▶ [Work order] Print the stretch of the MPLP error handling spec from "- MAP: Escalating" through "Implementation Details (Non-Normative)", word for word.

▶ [Excerpt to read]

::::::

[!FROZEN] MPLP Protocol v1.0.0 Frozen Specification Freeze Date: 2025-12-03 Status: FROZEN (no breaking changes permitted) Governance: MPLP Protocol Governance Committee (MPGC) License: Apache-2.0 Note: Any normative change requires a new protocol version.
Error Handling
[!NOTE] Duty Type: OS-Level Kernel Duty
SOT Reference: README v1.0.0 Section 8
Intent
To ensure that the system can detect, report, and recover from failures in a deterministic and auditable way, preventing silent failures and zombie states.
Lifecycle Coverage
- All Stages: From schema validation errors in Planning to runtime exceptions in Execution.
Agent Scope (SA / MAP)
- SA: Retrying failed tool calls, self-correction.
- MAP: Escalating failures to a supervisor agent.
Required Events
ErrorEmittedRecoveryAttemptedCircuitBreakerTripped
Compliance Requirements
- Runtime MUST NOT allow silent failures; all errors must be logged to the Trace.
- Runtime MUST support defined recovery strategies (Retry, Ignore, Abort, Escalate).
- Errors MUST be structured with standard codes and contexts.
Implementation Details (Non-Normative)
Error Handling is deeply integrated into the Trace and Event systems.
Trace Status
The Trace object (mplp-trace.schema.json) and its segments have a status field. Setting this to failed signals a breakdown in the execution flow.
status: failed: Indicates an unrecoverable error at that level of abstraction.events: The trace includes a list of error events that provide context (stack traces, error codes).
Runtime Execution Events
The RuntimeExecutionEvent (events/mplp-runtime-execution-event.schema.json) is the primary vehicle for reporting failures:
status: failed: Explicitly marks the event as a failure.payload: Contains the error details, allowing the Runtime to decide on a recovery strategy (Retry, Escalate, etc.).

::::::

▶ [Record excerpts]
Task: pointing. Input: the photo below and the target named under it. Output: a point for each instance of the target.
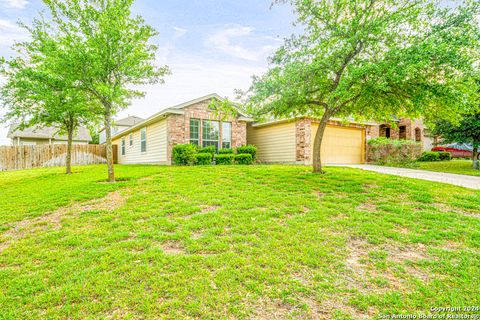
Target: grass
(234, 242)
(453, 166)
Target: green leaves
(372, 59)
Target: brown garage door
(342, 145)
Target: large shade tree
(370, 59)
(106, 50)
(37, 95)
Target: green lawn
(453, 166)
(268, 242)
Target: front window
(211, 133)
(195, 132)
(143, 140)
(226, 135)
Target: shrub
(226, 151)
(210, 149)
(248, 149)
(445, 155)
(429, 156)
(224, 159)
(389, 151)
(203, 159)
(184, 154)
(243, 158)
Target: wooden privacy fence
(27, 157)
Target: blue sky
(210, 45)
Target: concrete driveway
(461, 180)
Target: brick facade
(405, 129)
(178, 126)
(303, 136)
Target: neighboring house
(152, 140)
(119, 126)
(291, 141)
(37, 135)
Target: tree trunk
(69, 151)
(476, 164)
(317, 143)
(108, 133)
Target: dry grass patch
(366, 278)
(52, 221)
(172, 248)
(367, 206)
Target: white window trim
(123, 147)
(230, 134)
(209, 140)
(199, 140)
(141, 141)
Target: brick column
(303, 137)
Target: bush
(445, 155)
(243, 158)
(248, 149)
(429, 156)
(225, 159)
(392, 152)
(184, 154)
(203, 159)
(226, 151)
(210, 149)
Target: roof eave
(146, 122)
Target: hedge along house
(152, 140)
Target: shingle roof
(37, 132)
(128, 121)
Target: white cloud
(9, 33)
(17, 4)
(179, 32)
(193, 77)
(223, 39)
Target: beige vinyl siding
(275, 143)
(341, 145)
(156, 146)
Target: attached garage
(341, 145)
(291, 141)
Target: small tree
(370, 59)
(107, 51)
(467, 130)
(36, 95)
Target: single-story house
(151, 141)
(119, 126)
(37, 135)
(344, 142)
(278, 141)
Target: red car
(456, 150)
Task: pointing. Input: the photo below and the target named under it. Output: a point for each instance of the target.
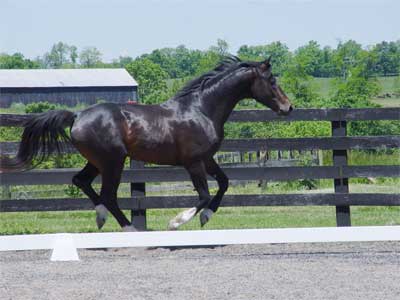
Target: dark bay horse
(186, 130)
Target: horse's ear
(266, 64)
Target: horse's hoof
(129, 228)
(205, 216)
(182, 218)
(101, 215)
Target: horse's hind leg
(215, 171)
(111, 175)
(83, 180)
(198, 175)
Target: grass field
(226, 218)
(250, 217)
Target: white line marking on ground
(72, 241)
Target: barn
(66, 86)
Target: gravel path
(295, 271)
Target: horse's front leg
(214, 171)
(198, 175)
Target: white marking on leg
(101, 215)
(182, 218)
(205, 216)
(129, 228)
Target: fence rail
(138, 174)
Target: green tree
(90, 57)
(151, 79)
(388, 57)
(16, 61)
(311, 57)
(59, 56)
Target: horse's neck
(220, 99)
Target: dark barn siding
(69, 96)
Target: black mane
(228, 64)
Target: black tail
(42, 136)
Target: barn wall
(67, 96)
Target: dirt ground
(295, 271)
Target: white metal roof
(65, 78)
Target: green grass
(388, 85)
(226, 218)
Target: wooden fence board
(68, 204)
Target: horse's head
(266, 90)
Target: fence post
(339, 128)
(138, 189)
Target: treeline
(383, 58)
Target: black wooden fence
(138, 174)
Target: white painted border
(64, 245)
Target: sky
(134, 27)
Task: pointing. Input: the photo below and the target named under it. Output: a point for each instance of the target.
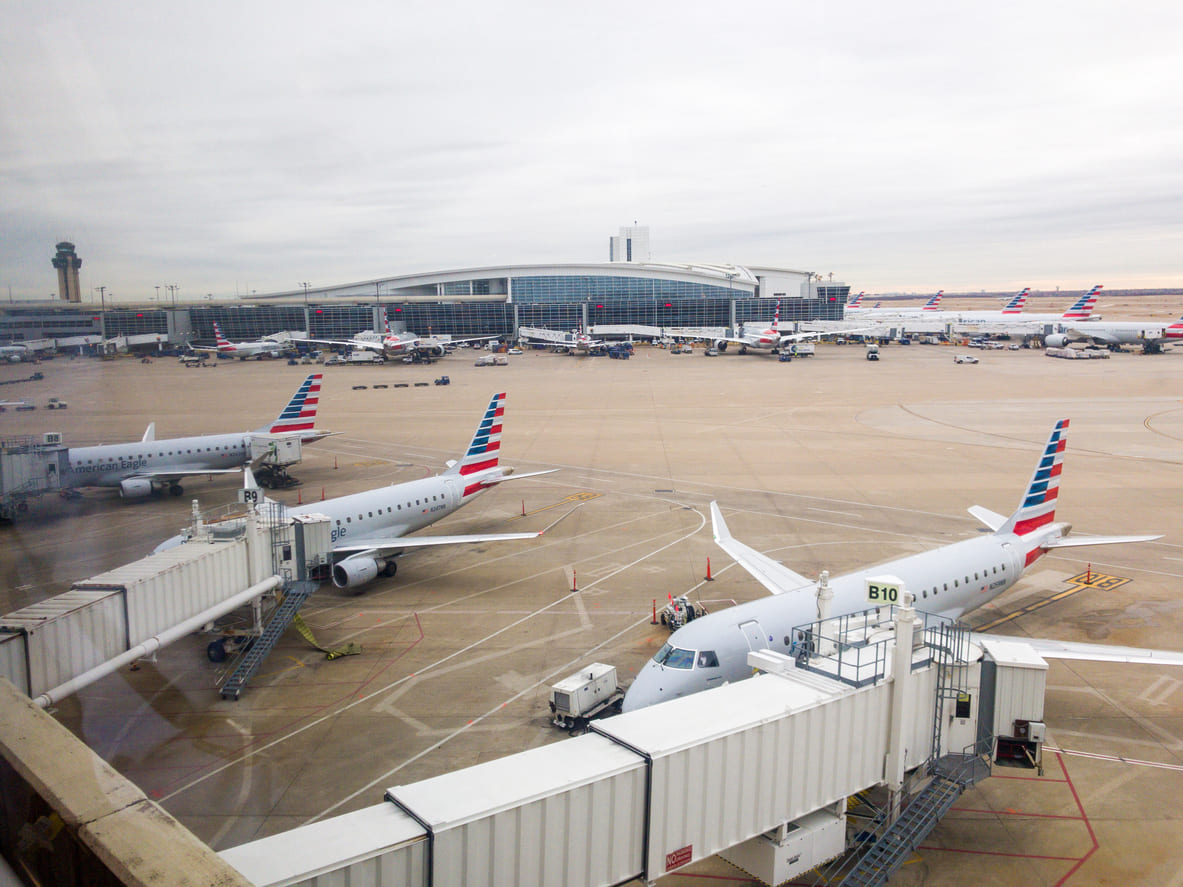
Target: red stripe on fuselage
(478, 466)
(1025, 526)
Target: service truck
(581, 697)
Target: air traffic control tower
(68, 263)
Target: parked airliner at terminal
(949, 581)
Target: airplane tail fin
(1084, 306)
(1038, 506)
(299, 414)
(1016, 304)
(484, 448)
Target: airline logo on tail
(1039, 502)
(1015, 305)
(1083, 306)
(299, 414)
(485, 447)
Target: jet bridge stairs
(282, 616)
(941, 781)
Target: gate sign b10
(884, 591)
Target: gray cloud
(904, 147)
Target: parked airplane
(575, 342)
(14, 354)
(260, 349)
(754, 338)
(396, 345)
(950, 581)
(1079, 310)
(1151, 335)
(149, 465)
(370, 529)
(932, 304)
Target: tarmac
(826, 463)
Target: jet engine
(135, 487)
(360, 569)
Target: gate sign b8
(883, 591)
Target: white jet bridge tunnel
(758, 770)
(56, 647)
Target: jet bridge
(760, 771)
(30, 467)
(58, 646)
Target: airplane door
(755, 635)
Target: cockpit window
(674, 658)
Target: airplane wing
(1049, 648)
(1068, 542)
(503, 478)
(385, 545)
(173, 473)
(822, 334)
(354, 343)
(773, 575)
(380, 545)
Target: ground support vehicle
(586, 694)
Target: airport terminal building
(467, 302)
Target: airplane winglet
(773, 575)
(993, 519)
(1067, 542)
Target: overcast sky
(237, 147)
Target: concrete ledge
(137, 841)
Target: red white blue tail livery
(298, 418)
(1084, 306)
(948, 581)
(1015, 306)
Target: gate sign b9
(884, 591)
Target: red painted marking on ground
(1083, 817)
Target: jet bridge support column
(825, 606)
(902, 669)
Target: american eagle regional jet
(152, 465)
(260, 349)
(370, 529)
(950, 581)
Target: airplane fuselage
(111, 464)
(393, 511)
(712, 649)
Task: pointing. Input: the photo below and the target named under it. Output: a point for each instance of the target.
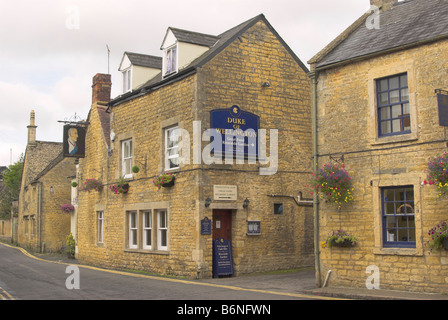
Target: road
(26, 277)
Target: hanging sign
(442, 102)
(74, 141)
(222, 258)
(238, 131)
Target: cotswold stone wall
(233, 77)
(347, 124)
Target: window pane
(385, 113)
(405, 94)
(393, 83)
(394, 96)
(404, 80)
(384, 98)
(396, 111)
(382, 85)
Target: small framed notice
(253, 228)
(225, 192)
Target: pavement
(296, 282)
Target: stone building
(246, 78)
(375, 95)
(45, 187)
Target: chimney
(383, 4)
(101, 88)
(32, 130)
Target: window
(172, 148)
(100, 215)
(398, 217)
(162, 230)
(140, 226)
(171, 60)
(133, 228)
(127, 80)
(126, 165)
(147, 230)
(278, 208)
(393, 105)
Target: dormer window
(127, 80)
(171, 60)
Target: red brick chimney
(101, 88)
(384, 4)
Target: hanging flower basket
(439, 237)
(67, 208)
(333, 184)
(92, 184)
(437, 174)
(340, 239)
(165, 180)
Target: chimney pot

::::::

▶ [Task result]
- MAP: Escalating failures to a supervisor agent.
Required Events
ErrorEmittedRecoveryAttemptedCircuitBreakerTripped
Compliance Requirements
- Runtime MUST NOT allow silent failures; all errors must be logged to the Trace.
- Runtime MUST support defined recovery strategies (Retry, Ignore, Abort, Escalate).
- Errors MUST be structured with standard codes and contexts.
Implementation Details (Non-Normative)